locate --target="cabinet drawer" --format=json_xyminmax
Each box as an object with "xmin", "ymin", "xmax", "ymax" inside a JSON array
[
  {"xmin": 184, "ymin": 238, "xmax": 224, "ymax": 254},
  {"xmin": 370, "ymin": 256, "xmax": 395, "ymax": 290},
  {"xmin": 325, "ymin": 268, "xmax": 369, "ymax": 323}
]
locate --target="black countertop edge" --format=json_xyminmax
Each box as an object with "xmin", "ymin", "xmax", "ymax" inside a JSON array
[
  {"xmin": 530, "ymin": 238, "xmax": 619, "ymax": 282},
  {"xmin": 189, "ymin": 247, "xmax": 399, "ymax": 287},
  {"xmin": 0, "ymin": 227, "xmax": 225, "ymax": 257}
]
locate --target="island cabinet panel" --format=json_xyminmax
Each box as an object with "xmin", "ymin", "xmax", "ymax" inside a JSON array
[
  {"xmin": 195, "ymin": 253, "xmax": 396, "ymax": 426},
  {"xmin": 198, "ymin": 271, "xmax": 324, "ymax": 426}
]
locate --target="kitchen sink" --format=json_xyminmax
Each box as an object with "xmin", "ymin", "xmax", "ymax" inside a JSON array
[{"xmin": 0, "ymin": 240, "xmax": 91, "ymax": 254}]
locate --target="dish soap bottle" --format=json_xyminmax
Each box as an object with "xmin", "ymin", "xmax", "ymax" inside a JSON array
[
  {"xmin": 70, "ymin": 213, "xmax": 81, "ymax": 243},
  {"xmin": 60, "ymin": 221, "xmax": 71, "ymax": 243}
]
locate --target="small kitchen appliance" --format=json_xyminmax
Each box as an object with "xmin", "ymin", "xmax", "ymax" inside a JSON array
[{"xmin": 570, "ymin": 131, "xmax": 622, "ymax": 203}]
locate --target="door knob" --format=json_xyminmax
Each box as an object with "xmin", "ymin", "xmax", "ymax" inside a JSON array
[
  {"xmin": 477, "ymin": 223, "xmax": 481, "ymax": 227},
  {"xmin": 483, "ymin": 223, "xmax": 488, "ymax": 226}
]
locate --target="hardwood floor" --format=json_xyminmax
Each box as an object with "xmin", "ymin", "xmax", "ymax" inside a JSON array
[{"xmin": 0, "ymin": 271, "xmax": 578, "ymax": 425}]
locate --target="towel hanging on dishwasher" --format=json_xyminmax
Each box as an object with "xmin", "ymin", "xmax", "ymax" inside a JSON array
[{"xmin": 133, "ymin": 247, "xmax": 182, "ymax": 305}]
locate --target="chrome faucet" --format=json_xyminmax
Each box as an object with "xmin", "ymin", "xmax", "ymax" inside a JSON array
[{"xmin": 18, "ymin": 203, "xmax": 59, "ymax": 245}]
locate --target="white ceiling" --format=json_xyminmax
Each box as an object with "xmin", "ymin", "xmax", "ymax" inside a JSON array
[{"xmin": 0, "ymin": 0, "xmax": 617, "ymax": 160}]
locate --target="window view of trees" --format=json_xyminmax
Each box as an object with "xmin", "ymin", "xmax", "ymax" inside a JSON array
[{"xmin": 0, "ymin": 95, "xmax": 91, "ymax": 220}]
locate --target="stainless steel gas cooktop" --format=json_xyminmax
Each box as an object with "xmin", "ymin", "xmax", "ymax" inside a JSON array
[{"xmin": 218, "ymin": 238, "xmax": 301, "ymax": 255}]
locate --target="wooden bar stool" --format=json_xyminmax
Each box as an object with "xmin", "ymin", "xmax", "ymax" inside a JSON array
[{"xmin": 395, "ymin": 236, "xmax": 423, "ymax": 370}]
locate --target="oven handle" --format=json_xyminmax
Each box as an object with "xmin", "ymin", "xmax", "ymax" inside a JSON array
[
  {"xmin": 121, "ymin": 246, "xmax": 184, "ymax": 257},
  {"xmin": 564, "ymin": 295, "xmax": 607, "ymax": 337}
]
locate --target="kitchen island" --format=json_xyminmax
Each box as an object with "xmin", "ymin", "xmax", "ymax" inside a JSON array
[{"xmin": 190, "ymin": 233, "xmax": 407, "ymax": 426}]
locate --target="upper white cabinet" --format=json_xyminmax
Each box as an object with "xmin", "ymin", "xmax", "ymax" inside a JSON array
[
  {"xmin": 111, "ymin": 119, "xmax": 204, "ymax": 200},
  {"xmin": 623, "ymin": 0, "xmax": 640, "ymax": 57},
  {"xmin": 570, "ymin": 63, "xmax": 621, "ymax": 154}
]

§ §

**Task requirements**
Every line in the material must be retyped exactly, with none omitted.

**Result of the task**
locate --target="cabinet drawer" --format=json_xyminmax
Each box as an object with "xmin", "ymin", "xmax", "ymax" inside a JSON array
[
  {"xmin": 184, "ymin": 238, "xmax": 224, "ymax": 254},
  {"xmin": 370, "ymin": 256, "xmax": 395, "ymax": 290},
  {"xmin": 325, "ymin": 268, "xmax": 369, "ymax": 323}
]
locate --target="black countertop edge" --format=json_xyminmax
Each box as an object with "xmin", "ymin", "xmax", "ymax" inside a JSON array
[
  {"xmin": 530, "ymin": 238, "xmax": 619, "ymax": 282},
  {"xmin": 189, "ymin": 247, "xmax": 399, "ymax": 287},
  {"xmin": 0, "ymin": 227, "xmax": 225, "ymax": 257}
]
locate --target="island cabinet panel" --format=json_xyminmax
Each box as an object with "xmin", "ymin", "xmax", "ymax" inside a JSON array
[
  {"xmin": 195, "ymin": 253, "xmax": 396, "ymax": 426},
  {"xmin": 198, "ymin": 271, "xmax": 324, "ymax": 426}
]
locate --target="kitchen sink" --format=json_xyminmax
Each box as an object with "xmin", "ymin", "xmax", "ymax" inside a JSON array
[{"xmin": 0, "ymin": 240, "xmax": 91, "ymax": 254}]
locate --target="dish soap bottle" --format=json_xyminmax
Each box as an object with "xmin", "ymin", "xmax", "ymax" inside a JSON array
[
  {"xmin": 70, "ymin": 213, "xmax": 81, "ymax": 243},
  {"xmin": 60, "ymin": 221, "xmax": 71, "ymax": 243}
]
locate --target="small kitchen appliance" --format=json_xyminmax
Each box as an object with "xmin", "ymin", "xmax", "ymax" inside a JSON array
[{"xmin": 570, "ymin": 131, "xmax": 622, "ymax": 203}]
locate --target="door knob" --format=json_xyminmax
Each box as an object with "xmin", "ymin", "xmax", "ymax" inside a JSON array
[
  {"xmin": 477, "ymin": 223, "xmax": 481, "ymax": 227},
  {"xmin": 483, "ymin": 223, "xmax": 488, "ymax": 226}
]
locate --target="hardwood floor" --format=json_xyminmax
Each box as an object with "xmin", "ymin", "xmax", "ymax" inside a JSON array
[{"xmin": 0, "ymin": 271, "xmax": 578, "ymax": 425}]
locate --target="towel hanging on dishwasher" --format=json_xyminmax
Each box as an object with "xmin", "ymin", "xmax", "ymax" inside a JSON array
[{"xmin": 133, "ymin": 247, "xmax": 182, "ymax": 305}]
locate --target="chrome faucet" --format=json_xyminmax
Each box as an object with "xmin", "ymin", "xmax", "ymax" inside a JSON array
[{"xmin": 18, "ymin": 203, "xmax": 59, "ymax": 245}]
locate --target="white ceiling" --format=json_xyminmax
Each box as an object with "xmin", "ymin", "xmax", "ymax" inside a JSON array
[{"xmin": 0, "ymin": 0, "xmax": 617, "ymax": 160}]
locate --target="window view of trees" --format=json_xyminmax
Each box as an object with "xmin", "ymin", "xmax", "ymax" inside a JSON array
[{"xmin": 0, "ymin": 95, "xmax": 91, "ymax": 220}]
locate --target="stainless steel gas cooktop" --format=json_xyminmax
Each box as an object with "xmin", "ymin", "xmax", "ymax" inside a JSON array
[{"xmin": 218, "ymin": 238, "xmax": 301, "ymax": 255}]
locate --target="wooden bar stool" --format=json_xyminmax
Each box as an object with "xmin", "ymin", "xmax", "ymax" inside a JSON array
[{"xmin": 395, "ymin": 236, "xmax": 423, "ymax": 370}]
locate --target="oven handle" --format=json_xyminmax
Each box as an object with "xmin", "ymin", "xmax", "ymax" inside a JSON array
[
  {"xmin": 121, "ymin": 246, "xmax": 184, "ymax": 257},
  {"xmin": 564, "ymin": 295, "xmax": 607, "ymax": 337}
]
locate --target="kitchen island" --format=json_xyminmax
Each box as an object with "xmin", "ymin", "xmax", "ymax" inside a JSON array
[{"xmin": 190, "ymin": 233, "xmax": 407, "ymax": 426}]
locate --target="upper white cabinet" --format=json_xyminmax
Each box as an object with "xmin", "ymin", "xmax", "ymax" inside a JSON array
[
  {"xmin": 111, "ymin": 119, "xmax": 204, "ymax": 200},
  {"xmin": 623, "ymin": 0, "xmax": 640, "ymax": 57},
  {"xmin": 570, "ymin": 63, "xmax": 621, "ymax": 154}
]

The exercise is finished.